### PEDIDOS
**a.** Extraia das entradas todas as linhas que contenham a palavra "stack".
**b.** Dê seguimento ao excerto sobre o MPLA em Cabinda, começando logo a seguir à última frase apresentada.

### EXCERTO A LER
* * * * *
10- Creio que em relação aos acontecimentos prévios no que a Cabinda diz respeito, há que passar em revista as narrativas dos partícipes angolanos do MPLA, para depois melhor perceber os factos da batalha propriamente dita por alturas das disputas da independência de Angola a 11 de Novembro de 1975, com a vantagem de também Cabinda nesse aspecto ser um laboratório: é relativamente mais fácil definir o campo de manobra, os timings, os fenómenos humanos do antes, do durante e do depois em relação à batalha de Cabinda, do que em relação a Quifangondo e ao Ebo!

Na primeira fase das operações do MPLA em Cabinda entre 25 de Abril de 1974 e o 11 de Novembro de 1975, o contencioso agravou-se em torno da posição spinolista do brigadeiro Themudo Barata, então governador daquele distrito até 31 de Outubro de 1974, que à revelia dos acordos protegeu a FLEC, dando assim sequência ao trabalho do colonialismo português envolvendo Alexandre Tati e os seus subordinados (Tropas Especiais), dentro e fora do território.
* * * * *
### DADOS REGISTADOS
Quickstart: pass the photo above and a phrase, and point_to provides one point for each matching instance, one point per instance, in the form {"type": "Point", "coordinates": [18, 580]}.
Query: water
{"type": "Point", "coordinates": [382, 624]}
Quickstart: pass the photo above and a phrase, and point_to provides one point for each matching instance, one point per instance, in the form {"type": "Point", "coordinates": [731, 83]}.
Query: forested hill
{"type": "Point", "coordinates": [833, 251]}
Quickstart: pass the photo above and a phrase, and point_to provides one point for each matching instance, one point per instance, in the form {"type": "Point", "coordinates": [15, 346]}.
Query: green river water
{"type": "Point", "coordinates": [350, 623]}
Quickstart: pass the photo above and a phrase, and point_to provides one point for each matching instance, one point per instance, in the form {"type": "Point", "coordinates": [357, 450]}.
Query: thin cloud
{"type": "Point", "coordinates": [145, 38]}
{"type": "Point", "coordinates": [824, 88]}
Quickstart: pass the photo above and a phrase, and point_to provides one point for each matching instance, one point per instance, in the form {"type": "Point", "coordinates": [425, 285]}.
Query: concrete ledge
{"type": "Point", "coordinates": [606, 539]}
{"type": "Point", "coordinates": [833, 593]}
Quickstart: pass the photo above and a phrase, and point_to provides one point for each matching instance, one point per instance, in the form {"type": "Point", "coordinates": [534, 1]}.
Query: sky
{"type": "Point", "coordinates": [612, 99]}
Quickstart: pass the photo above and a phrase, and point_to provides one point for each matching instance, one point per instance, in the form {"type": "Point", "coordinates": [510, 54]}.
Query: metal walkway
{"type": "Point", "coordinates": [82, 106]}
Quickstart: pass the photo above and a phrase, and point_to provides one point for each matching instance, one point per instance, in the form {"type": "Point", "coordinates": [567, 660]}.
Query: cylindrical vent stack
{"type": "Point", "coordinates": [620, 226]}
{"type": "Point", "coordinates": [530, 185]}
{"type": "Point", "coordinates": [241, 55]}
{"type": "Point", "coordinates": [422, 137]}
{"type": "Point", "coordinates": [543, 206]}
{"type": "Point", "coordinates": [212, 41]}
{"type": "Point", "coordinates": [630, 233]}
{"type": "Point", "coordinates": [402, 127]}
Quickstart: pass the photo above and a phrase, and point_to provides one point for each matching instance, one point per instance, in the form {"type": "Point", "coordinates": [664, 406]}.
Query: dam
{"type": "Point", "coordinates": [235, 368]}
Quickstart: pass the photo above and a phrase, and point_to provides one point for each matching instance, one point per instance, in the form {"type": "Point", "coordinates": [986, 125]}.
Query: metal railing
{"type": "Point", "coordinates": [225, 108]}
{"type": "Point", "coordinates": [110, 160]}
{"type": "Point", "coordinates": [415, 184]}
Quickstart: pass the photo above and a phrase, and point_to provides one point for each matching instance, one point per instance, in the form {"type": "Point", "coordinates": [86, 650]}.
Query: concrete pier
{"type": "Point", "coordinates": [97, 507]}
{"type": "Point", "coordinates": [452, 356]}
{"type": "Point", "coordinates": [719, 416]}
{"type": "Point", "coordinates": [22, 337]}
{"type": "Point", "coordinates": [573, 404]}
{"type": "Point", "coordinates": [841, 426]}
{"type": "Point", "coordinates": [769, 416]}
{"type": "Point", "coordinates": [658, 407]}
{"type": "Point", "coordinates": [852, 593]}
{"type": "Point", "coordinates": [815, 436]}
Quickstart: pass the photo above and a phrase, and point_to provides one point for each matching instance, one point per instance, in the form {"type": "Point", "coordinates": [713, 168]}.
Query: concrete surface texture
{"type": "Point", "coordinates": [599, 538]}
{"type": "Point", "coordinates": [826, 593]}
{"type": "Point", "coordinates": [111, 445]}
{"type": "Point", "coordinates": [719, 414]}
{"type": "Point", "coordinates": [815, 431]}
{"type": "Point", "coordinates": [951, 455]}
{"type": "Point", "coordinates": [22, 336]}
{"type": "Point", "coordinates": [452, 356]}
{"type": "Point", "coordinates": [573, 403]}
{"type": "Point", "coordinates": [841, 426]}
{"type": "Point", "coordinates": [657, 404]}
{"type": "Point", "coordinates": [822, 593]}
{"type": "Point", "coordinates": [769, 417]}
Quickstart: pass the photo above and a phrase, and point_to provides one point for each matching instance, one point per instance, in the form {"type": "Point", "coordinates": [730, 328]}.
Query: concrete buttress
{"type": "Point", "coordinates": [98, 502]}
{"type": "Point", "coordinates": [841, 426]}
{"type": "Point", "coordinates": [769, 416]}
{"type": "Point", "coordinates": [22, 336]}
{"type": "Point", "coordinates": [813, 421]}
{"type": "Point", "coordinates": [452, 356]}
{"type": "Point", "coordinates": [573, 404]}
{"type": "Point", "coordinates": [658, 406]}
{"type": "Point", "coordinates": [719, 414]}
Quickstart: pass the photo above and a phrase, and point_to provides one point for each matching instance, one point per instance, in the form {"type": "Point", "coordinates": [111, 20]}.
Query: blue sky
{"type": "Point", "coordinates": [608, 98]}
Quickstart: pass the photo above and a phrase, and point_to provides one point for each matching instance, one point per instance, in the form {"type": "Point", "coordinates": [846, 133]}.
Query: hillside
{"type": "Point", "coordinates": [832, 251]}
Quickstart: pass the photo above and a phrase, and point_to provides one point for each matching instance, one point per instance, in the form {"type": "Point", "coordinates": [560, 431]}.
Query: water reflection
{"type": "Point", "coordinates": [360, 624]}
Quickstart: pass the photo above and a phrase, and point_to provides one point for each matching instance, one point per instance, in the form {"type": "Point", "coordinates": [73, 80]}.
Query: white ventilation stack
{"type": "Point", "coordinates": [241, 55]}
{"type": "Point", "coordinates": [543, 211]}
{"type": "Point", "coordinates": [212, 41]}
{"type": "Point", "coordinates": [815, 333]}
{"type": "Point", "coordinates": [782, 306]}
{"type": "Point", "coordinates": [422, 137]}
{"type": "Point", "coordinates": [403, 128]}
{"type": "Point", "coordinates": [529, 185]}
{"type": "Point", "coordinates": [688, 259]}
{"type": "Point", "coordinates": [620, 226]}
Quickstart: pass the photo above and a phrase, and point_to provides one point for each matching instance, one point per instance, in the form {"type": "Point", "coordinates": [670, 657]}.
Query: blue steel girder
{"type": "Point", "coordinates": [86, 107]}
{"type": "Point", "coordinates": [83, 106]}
* * * * *
### RESPOSTAS
**a.**
Query: cylindrical vent stack
Query: white ventilation stack

**b.**
O ano de 1975, já sem os impactos directos do “spinolismo”, mas com eles transferidos para a gerência de Mobutu e da CIA, possibilita a noção dos contenciosos decisivos de então e da correlação de forças entre os que se aliaram ao movimento de libertação em África e os arquitectos e engenheiros de tudo que ao etno-nacionalismo dissesse respeito, algo que é obrigatório levar-se em atenção até aos nossos dias, pois a FLEC sendo um artifício etno-nacionalista que se arrasta no tempo, tem o vigor que os interesses seus aliados quiserem!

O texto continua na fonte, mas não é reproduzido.